Rewrite the data below, swapping each occurrence of "photograph" for "image" and leaving everything else unchanged.
>> Begin
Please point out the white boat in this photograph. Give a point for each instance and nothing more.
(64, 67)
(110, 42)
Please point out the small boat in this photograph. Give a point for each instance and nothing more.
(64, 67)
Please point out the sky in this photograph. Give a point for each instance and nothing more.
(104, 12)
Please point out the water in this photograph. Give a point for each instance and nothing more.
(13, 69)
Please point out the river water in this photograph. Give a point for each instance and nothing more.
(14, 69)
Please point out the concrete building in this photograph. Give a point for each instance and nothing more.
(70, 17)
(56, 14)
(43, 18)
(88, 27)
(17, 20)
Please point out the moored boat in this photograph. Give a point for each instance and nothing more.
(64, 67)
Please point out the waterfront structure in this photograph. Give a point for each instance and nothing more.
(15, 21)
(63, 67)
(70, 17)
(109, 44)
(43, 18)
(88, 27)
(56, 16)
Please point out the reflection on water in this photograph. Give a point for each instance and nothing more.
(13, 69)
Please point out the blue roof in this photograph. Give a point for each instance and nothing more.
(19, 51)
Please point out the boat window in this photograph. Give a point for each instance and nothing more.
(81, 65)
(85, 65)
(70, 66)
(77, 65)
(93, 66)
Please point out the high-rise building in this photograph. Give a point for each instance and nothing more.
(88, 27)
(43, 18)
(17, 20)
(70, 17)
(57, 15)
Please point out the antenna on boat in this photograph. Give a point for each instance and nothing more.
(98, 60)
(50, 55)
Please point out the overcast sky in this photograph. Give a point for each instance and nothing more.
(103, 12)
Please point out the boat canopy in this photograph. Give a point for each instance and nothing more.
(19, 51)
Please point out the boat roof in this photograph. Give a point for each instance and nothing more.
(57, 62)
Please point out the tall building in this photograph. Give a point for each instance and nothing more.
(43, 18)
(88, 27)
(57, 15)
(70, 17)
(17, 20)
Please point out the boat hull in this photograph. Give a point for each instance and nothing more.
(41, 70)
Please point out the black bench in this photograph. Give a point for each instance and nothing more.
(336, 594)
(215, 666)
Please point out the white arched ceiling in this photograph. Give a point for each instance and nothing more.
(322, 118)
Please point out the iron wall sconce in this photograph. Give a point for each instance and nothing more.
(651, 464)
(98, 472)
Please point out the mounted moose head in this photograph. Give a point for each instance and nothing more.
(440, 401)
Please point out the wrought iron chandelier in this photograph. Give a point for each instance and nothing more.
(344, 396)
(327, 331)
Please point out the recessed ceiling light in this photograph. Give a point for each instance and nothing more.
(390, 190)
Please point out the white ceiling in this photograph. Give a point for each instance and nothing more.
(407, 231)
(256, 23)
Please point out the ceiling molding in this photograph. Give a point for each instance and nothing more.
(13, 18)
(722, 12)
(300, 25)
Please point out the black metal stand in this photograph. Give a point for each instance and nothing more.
>> End
• [Expected answer]
Please point out the white boat in this image. Give a point for each instance and nothing more.
(64, 67)
(110, 42)
Please point out the small boat in this image. Give a point for each instance and nothing more.
(64, 67)
Please point out the sky in this image. Give a point for each instance and nothing more.
(104, 12)
Please point out the water in this image. Give a point for each instance and nothing more.
(13, 69)
Please point out the river water in this image. Give a point for each instance and nothing more.
(14, 69)
Please point out the concrete building in this image. Give a point for each instance and nothing more.
(70, 17)
(56, 14)
(43, 18)
(88, 27)
(17, 20)
Please point out the moored boat in this image. Give a point for each instance and nothing more.
(64, 67)
Please point out the waterfront structure in this image. Give a point for each instance and nothing more.
(15, 21)
(63, 67)
(70, 17)
(109, 44)
(43, 18)
(88, 27)
(56, 16)
Please point out the reflection on water in this image. Give a point for each instance and nothing more.
(13, 69)
Please point out the blue roof in this image. Give a point for each instance and nothing more.
(19, 51)
Please point out the boat window in this image. Give a point for each instance and nothing more.
(81, 65)
(85, 65)
(70, 66)
(77, 65)
(93, 66)
Please point out the high-rise building in this image. Give a point for each instance and nothing more.
(88, 27)
(43, 18)
(17, 20)
(70, 17)
(57, 15)
Please point out the antenna on boat in this image. Give a point for each instance and nothing more.
(98, 60)
(50, 55)
Please point out the overcast sky in this image. Give a point for each instance and nothing more.
(103, 12)
Please point out the boat canopy in this image. Give a point for each instance and nothing more.
(19, 51)
Please point out the boat roof in this image. Give a point for each instance and nothing more.
(57, 62)
Please point out the tall building in this image. Give a point for each instance and nothing more.
(43, 18)
(88, 27)
(57, 15)
(70, 17)
(17, 20)
Please point out the boat hull in this image. Give a point for each instance and nothing more.
(41, 70)
Please point out the black bench in this image. Give a point for each instance and nothing more.
(336, 594)
(215, 666)
Please point out the white arched ceiling in this image. Give a point for each instance and nothing more.
(322, 118)
Please point out the iron wall sconce in this image. Give a point for each instance and nothing more.
(651, 464)
(98, 472)
Please point out the mounted moose head in this image. Give a point for each instance and nothing more.
(440, 401)
Please point out the wrought iron chandelier in this image. Give a point for each instance and nothing more.
(344, 396)
(327, 331)
Please point out the recessed ceiling light in this image. Give a point for each instance and nothing more.
(390, 190)
Please point out the white ceiling in this image. Give a point for each instance and nothing more.
(407, 231)
(256, 23)
Please point out the ceiling molding in this image. Give a point for each instance and nothing more.
(13, 18)
(722, 12)
(300, 25)
Please point out the black metal stand in this image. Give a point for each instance and nothing more.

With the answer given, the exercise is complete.